→ **УСЛОВИЕ ЗАДАНИЯ**
Объясните по заметке о создании датасетов для нейросетей keras, зачем автор применяет интерполяцию к исходным данным.

→ **ТЕКСТ ДЛЯ ЧТЕНИЯ**
+++
Небольшая референса по созданию датасетов и нейронкам keras

Достался мне небольшой гавнопроект по нейронкам. Что-бы не терять времени бычтренько запилю тут основные моменты.

входные данные имеют примерно такой вид и структуру

ID, DateTime, Data1, Data2

Данные снимаются каждые пять минут, и в результате выходит файлы, в котором куча разных идшников с графиками двух параметров переменной длинны.
Ессно в таком виде данные на вход нейронки мы падать не можем. поэтому используем интерполяцию. я использую 10 точек для интерполяции и передачи времени от начала эксперемента средних значений для точки интерполяции параметра1 и минимальных, максимальных средних значений для параметра два для каждой точки интерполяции преобразуя рав дату в дата ассет вида. Вообще можно использовать не только минимальные, максимальные но и всякого рода дисперсии и отклонения в зависимости от задачи

TargetCalssNUM,
Dapa1_point1 .. Data1_point_10,
Data2_point1 .. Data2_Point10, 
Data2min_point1 .. Data2min_point10, 
Data2max_point1 .. Data2max_point10,
Time1 .. Time10

кусок гавнокода решающий задачу создания датасета из рав данных

import csv
import re
import datetime;
import sys;
import time;
from random import randint

def writeToFile(filename, fieldnames, records,interpolation_points):
    with open(filename, 'w', newline='') as csvfile:
       #fieldnames=['first_name', 'last_name']
        writer = csv.DictWriter(csvfile, fieldnames=fieldnames)
+++
→ **ИСХОДНЫЕ ДАННЫЕ**
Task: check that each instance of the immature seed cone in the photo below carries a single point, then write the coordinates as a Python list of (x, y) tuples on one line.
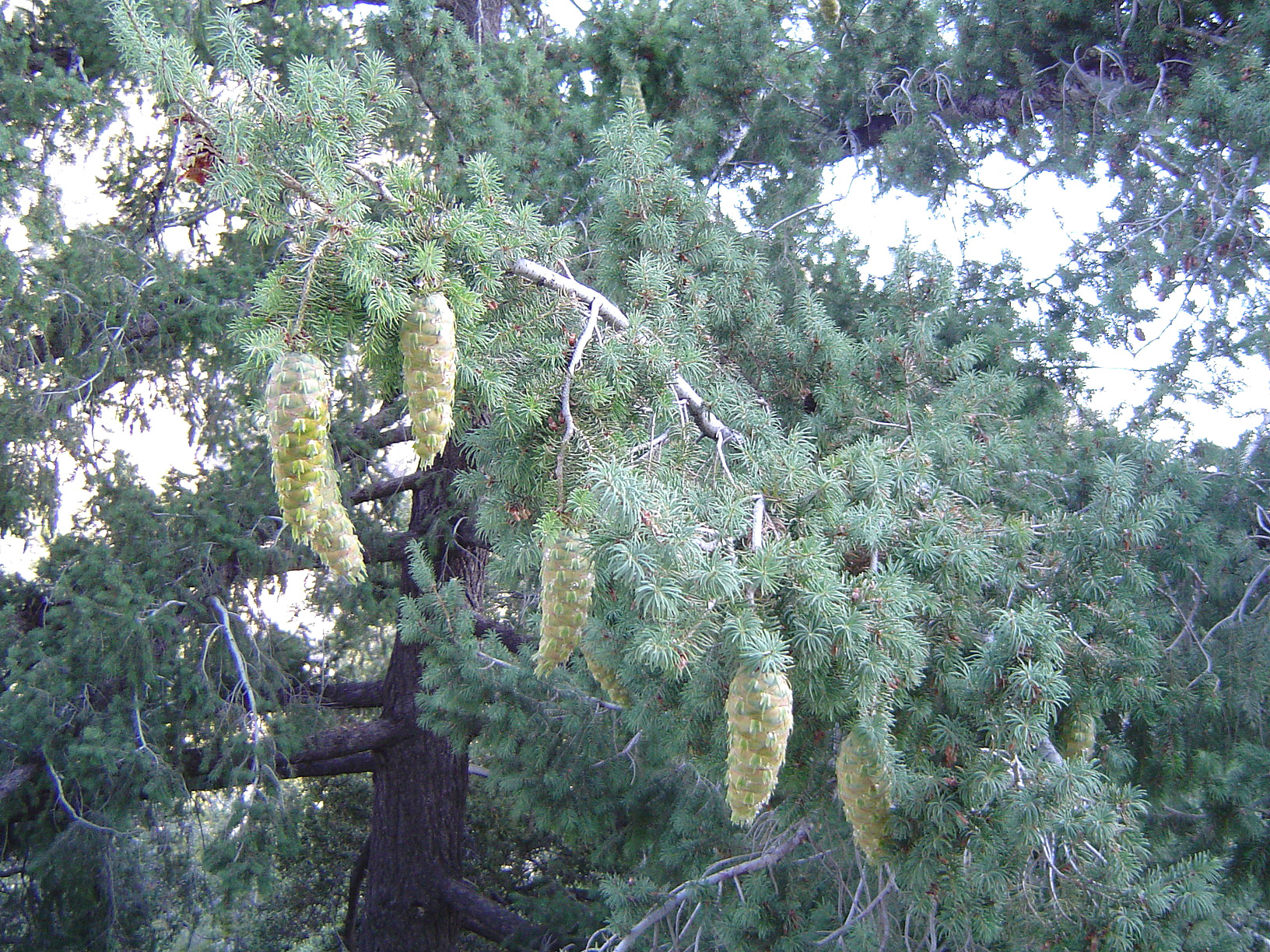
[(760, 719), (864, 789), (567, 582), (335, 538), (607, 678), (1077, 730), (428, 365), (297, 400)]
+++
→ **РЕЗУЛЬТАТ**
Данные снимаются каждые пять минут. В итоге получаются файлы со множеством разных идентификаторов, и у каждого из них графики двух параметров переменной длины. В таком виде эти данные нельзя подать на вход нейросети, поэтому их интерполируют. Автор использует для этого 10 точек интерполяции.